| Tugas 1 |
Dalam teks tentang RUU Pertanahan, berapa jumlah pasal Undang-Undang Pokok Agraria tahun 1960?
| Tugas 2 |
Tuliskan ulang bagian teks tentang RUU Pertanahan yang dimulai dengan "JAKARTA, KOMPAS — Sepekan lagi, tepatnya" dan berlanjut sampai "berlaku puluhan tahun.".

Pekan Depan, RUU Disahkan DPR

JAKARTA, KOMPAS — Sepekan lagi, tepatnya Senin (29/9), Dewan Perwakilan Rakyat mengesahkan Rancangan Undang-Undang Pertanahan menjadi undang-undang. RUU itu menggantikan Undang-Undang Pokok Agraria Nomor 5 Tahun 1960 yang telah berlaku puluhan tahun.
”UU Pertanahan yang baru akan mengatur tentang ekologi. Ketika UU Agraria disahkan pada 1960, mana ada kosakata soal ekologis,” ujar Ketua Panja RUU Pertanahan Abdul Hakam Naja, Senin (22/9), di Jakarta.
Hakam Naja mengatakan, terdapat lebih dari 700 daftar inventarisasi masalah dengan pertimbangan 200-an pasal RUU Pertanahan. UU Pokok Agraria tahun 1960, karena sifatnya yang hanya pokok-pokok, hanya terdiri atas 58 pasal.

| Baris tersedia |
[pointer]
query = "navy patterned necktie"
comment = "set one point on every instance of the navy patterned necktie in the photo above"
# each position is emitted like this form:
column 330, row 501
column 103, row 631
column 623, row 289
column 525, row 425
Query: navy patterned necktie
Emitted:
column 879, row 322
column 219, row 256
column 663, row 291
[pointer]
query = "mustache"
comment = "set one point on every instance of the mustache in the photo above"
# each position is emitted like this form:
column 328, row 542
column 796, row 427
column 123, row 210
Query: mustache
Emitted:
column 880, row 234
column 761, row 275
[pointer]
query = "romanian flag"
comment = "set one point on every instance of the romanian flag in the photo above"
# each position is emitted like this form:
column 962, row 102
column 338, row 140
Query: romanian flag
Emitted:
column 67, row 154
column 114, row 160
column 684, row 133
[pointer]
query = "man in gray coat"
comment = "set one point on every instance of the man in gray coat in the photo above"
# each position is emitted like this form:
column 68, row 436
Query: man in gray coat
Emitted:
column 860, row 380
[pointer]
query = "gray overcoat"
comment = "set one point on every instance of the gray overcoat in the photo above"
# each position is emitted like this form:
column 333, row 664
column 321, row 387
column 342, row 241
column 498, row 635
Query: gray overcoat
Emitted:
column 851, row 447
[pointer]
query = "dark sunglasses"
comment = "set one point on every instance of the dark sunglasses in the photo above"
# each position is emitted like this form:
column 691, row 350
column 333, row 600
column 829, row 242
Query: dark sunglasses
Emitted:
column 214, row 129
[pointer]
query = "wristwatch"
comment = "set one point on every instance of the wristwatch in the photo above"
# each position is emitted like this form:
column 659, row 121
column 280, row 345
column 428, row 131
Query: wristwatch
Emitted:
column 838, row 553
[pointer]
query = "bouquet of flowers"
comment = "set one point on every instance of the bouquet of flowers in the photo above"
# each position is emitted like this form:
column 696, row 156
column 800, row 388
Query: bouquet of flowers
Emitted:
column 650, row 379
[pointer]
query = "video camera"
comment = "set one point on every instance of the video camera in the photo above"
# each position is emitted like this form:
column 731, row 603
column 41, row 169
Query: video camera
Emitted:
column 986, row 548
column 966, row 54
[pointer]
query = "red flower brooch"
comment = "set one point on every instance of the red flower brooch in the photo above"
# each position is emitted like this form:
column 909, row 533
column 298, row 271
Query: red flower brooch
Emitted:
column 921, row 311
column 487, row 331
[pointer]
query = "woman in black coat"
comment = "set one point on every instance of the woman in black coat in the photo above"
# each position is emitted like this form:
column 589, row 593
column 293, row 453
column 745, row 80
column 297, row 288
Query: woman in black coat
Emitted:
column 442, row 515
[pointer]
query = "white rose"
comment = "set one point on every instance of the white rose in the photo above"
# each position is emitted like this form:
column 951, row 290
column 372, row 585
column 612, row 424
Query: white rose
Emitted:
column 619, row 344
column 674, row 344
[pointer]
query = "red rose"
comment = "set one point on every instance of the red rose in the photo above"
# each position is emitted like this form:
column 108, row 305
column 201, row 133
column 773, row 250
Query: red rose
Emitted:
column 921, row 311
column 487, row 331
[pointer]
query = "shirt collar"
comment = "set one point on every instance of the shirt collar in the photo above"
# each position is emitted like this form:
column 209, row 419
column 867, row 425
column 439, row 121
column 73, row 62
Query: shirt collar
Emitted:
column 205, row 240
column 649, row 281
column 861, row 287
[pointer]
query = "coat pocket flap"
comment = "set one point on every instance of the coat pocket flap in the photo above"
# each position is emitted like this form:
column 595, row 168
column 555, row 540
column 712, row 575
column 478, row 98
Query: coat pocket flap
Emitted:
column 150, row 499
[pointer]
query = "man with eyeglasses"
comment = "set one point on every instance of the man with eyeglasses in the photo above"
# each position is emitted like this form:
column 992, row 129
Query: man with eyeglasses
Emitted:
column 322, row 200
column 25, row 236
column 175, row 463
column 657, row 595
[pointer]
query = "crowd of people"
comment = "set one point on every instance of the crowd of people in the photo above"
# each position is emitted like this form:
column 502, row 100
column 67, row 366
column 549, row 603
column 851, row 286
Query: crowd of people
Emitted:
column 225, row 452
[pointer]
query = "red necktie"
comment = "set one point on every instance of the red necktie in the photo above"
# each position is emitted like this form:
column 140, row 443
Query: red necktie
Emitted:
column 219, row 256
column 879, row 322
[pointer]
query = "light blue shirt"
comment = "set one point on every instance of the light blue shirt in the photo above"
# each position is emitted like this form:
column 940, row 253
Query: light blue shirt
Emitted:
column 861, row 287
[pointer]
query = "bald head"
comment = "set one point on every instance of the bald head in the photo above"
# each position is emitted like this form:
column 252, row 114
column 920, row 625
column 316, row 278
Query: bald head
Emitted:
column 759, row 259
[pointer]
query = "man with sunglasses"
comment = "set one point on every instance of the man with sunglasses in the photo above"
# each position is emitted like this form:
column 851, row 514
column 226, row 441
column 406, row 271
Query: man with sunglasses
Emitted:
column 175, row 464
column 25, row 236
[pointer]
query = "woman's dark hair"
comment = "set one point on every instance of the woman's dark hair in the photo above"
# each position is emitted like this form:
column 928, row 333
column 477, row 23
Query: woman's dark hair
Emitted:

| Jawaban lengkap 1 |
Undang-Undang Pokok Agraria tahun 1960 hanya terdiri atas 58 pasal.

| Jawaban lengkap 2 |
JAKARTA, KOMPAS — Sepekan lagi, tepatnya Senin (29/9), Dewan Perwakilan Rakyat mengesahkan Rancangan Undang-Undang Pertanahan menjadi undang-undang. RUU itu menggantikan Undang-Undang Pokok Agraria Nomor 5 Tahun 1960 yang telah berlaku puluhan tahun.